#### [Task prompt]
Copy out the first line of the listing and every line after it, exactly, until you have copied the line containing "Locate the yellow".

#### [Data supplied]
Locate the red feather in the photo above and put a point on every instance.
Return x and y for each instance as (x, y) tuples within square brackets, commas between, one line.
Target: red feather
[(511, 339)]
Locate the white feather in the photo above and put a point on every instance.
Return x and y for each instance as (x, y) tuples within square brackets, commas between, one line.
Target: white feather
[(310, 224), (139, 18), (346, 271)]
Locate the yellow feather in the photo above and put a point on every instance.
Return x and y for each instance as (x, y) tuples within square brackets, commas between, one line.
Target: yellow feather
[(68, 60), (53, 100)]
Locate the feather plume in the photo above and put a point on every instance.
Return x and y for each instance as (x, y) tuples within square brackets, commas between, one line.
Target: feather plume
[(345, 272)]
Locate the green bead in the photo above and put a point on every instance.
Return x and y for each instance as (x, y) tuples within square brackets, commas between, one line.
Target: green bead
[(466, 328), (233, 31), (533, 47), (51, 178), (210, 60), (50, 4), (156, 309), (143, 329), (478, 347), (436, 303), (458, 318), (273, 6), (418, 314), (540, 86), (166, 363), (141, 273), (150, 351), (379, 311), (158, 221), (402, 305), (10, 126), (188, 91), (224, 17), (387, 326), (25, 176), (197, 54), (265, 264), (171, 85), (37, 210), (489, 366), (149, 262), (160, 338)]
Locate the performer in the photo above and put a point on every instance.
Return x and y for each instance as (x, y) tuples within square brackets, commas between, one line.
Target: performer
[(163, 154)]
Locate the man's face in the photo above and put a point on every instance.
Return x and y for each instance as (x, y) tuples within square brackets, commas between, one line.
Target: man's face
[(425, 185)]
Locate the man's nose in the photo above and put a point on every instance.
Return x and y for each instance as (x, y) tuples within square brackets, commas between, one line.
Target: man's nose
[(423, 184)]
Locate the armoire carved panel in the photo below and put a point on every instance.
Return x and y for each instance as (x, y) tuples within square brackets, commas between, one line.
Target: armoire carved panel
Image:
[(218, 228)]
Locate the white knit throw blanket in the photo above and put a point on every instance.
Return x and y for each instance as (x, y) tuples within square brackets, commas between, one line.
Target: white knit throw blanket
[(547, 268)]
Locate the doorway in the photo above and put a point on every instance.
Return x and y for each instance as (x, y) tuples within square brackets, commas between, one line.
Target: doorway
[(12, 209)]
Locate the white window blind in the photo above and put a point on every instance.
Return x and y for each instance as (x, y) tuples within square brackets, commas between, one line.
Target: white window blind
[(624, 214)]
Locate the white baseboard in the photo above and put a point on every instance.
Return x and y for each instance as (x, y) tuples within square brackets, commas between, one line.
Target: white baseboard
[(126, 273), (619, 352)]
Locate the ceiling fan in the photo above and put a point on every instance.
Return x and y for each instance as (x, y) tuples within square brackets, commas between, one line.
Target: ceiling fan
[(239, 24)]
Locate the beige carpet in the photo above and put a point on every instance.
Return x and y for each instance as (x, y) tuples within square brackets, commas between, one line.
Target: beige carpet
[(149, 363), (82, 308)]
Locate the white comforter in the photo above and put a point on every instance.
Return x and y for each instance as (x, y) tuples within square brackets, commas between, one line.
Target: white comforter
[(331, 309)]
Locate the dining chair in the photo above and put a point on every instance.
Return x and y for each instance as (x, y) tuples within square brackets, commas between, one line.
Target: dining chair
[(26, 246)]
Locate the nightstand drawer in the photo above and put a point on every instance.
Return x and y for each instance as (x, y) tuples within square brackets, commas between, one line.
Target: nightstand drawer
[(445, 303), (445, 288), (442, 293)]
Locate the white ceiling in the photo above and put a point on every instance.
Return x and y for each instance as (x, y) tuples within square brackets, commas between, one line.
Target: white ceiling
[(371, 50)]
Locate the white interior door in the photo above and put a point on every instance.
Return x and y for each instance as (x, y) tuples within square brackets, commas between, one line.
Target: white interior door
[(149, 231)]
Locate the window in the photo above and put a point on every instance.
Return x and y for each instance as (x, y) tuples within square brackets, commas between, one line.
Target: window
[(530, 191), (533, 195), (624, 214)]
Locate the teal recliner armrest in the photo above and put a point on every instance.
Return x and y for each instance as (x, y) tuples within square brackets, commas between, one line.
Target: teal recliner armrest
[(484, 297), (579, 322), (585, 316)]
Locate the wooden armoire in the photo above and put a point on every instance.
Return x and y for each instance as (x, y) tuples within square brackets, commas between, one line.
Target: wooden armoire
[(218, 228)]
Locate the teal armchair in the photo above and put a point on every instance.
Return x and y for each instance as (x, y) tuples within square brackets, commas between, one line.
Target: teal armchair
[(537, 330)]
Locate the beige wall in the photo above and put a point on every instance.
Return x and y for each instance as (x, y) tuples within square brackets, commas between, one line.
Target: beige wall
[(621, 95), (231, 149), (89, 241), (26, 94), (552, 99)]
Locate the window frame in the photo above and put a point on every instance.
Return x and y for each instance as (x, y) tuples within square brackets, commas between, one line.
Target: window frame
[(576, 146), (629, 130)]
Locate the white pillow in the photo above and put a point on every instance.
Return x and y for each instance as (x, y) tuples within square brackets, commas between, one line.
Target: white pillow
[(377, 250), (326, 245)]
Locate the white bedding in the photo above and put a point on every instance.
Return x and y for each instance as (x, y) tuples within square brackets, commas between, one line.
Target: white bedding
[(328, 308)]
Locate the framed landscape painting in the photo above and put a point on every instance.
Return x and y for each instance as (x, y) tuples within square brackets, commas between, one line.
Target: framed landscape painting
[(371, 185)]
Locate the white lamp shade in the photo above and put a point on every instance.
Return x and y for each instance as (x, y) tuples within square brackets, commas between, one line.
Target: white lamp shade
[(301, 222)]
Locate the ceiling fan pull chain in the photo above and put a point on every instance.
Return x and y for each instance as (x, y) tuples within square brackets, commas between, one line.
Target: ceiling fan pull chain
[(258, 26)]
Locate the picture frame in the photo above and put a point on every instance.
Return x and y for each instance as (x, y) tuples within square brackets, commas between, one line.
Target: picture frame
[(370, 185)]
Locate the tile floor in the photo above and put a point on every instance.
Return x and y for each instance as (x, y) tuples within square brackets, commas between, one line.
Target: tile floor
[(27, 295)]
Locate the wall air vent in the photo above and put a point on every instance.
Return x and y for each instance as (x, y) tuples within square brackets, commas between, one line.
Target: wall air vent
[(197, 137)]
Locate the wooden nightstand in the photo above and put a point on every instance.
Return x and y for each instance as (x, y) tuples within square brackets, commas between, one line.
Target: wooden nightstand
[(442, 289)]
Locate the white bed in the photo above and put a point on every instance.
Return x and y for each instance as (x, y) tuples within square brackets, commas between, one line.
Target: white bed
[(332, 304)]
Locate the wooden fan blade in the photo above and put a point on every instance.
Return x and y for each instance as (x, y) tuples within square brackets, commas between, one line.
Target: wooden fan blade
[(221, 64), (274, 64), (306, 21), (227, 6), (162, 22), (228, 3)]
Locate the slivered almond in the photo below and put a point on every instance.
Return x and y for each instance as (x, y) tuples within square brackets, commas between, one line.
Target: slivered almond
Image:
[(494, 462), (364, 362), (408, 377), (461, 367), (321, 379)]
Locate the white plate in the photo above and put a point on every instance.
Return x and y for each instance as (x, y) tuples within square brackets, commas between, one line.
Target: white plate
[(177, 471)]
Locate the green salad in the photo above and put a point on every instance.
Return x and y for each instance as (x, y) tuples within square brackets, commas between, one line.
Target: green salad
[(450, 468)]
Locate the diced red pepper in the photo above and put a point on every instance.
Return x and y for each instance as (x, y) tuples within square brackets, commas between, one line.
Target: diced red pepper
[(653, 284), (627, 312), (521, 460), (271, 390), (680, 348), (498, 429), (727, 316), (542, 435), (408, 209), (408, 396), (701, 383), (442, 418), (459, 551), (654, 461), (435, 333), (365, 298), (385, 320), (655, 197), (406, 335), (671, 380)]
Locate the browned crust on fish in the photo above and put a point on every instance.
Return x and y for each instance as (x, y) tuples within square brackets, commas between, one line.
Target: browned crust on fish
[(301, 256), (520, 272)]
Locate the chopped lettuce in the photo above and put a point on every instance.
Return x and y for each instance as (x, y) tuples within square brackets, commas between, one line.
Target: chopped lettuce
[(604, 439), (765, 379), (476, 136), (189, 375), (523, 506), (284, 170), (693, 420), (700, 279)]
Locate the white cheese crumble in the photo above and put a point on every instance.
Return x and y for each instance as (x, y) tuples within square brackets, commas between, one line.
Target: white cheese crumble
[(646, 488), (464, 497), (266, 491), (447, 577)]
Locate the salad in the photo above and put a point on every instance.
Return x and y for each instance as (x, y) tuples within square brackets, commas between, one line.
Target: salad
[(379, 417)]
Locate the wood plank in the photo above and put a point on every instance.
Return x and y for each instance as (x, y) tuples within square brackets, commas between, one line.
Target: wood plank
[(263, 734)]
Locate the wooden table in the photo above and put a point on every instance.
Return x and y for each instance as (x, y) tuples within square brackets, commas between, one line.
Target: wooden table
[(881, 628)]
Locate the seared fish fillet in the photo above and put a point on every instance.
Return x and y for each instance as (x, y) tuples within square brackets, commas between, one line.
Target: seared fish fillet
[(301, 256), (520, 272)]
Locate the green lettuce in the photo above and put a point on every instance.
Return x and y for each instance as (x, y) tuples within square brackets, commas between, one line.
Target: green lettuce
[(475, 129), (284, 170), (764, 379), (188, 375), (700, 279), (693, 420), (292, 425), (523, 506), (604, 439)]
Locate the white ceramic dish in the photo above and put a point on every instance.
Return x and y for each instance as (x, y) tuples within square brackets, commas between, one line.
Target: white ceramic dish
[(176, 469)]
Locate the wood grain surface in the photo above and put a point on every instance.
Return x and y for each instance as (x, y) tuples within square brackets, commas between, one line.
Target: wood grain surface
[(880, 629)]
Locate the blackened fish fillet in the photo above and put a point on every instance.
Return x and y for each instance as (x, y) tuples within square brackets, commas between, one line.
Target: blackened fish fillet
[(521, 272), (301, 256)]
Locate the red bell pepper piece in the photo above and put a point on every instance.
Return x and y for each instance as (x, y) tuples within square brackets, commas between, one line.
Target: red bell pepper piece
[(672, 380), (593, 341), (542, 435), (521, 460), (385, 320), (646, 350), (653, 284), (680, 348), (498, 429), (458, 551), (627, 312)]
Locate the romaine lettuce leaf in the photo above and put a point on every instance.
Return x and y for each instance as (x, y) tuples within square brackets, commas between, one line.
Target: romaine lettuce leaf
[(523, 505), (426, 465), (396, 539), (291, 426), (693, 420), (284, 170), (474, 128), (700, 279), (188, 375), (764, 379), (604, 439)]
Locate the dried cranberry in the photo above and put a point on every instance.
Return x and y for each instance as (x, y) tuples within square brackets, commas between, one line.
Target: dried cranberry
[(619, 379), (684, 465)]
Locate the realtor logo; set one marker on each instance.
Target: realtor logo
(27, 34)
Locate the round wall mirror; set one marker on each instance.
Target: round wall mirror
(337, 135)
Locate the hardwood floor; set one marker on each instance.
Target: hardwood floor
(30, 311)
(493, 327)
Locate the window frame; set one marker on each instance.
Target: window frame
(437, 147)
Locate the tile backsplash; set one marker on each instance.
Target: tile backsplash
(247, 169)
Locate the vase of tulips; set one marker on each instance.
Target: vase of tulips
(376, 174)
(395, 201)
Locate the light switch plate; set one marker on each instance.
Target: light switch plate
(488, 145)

#### [Response box]
Locate the red feather in the photo above and put a point on every instance.
Return x and y for each instance as (x, y) tuples within square brackets, commas between, one line.
Target: red feather
[(511, 339)]
Locate the white feather in the photo above and put a point on every instance.
Return x and y for each instance as (x, y) tuples within square brackets, commas between, one line.
Target: white feather
[(310, 224), (139, 18), (346, 271)]
Locate the yellow feather in the photo above and put a point on every instance.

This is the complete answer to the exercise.